Return every line of the data below without any changes.

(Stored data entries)

= = = =

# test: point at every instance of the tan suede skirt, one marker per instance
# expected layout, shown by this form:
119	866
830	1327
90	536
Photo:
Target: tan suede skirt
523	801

= = = =

• _Written answer_
# test: point at every instance of the tan suede skirt, one marker per instance
# expected layout, shown by this form:
119	866
830	1327
90	536
Photo:
Target: tan suede skirt
523	801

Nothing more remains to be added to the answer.